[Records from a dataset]

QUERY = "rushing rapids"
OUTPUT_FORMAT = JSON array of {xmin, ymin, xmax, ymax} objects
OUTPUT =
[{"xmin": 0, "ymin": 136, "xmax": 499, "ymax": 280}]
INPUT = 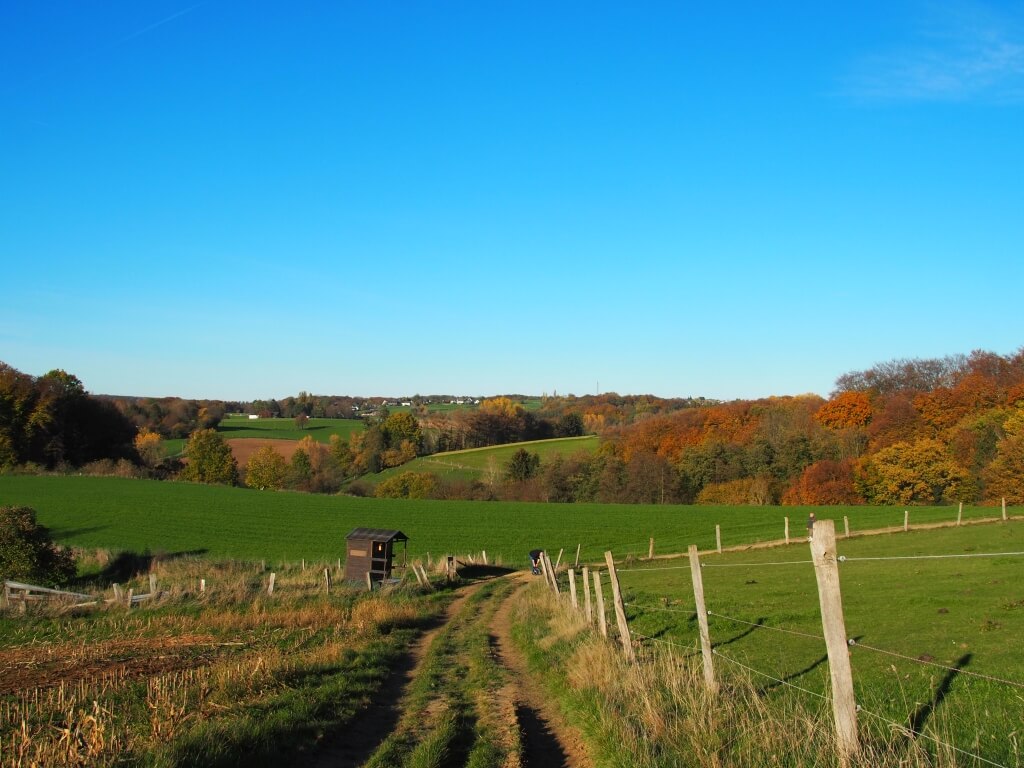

- _DIRECTIONS FOR THIS TASK_
Would you write out the data exactly, with no pictures in the copy?

- _TASK SOLUTION_
QUERY = "rushing rapids"
OUTPUT_FORMAT = JSON array of {xmin, ymin, xmax, ymax} objects
OUTPUT =
[{"xmin": 0, "ymin": 136, "xmax": 499, "ymax": 280}]
INPUT = 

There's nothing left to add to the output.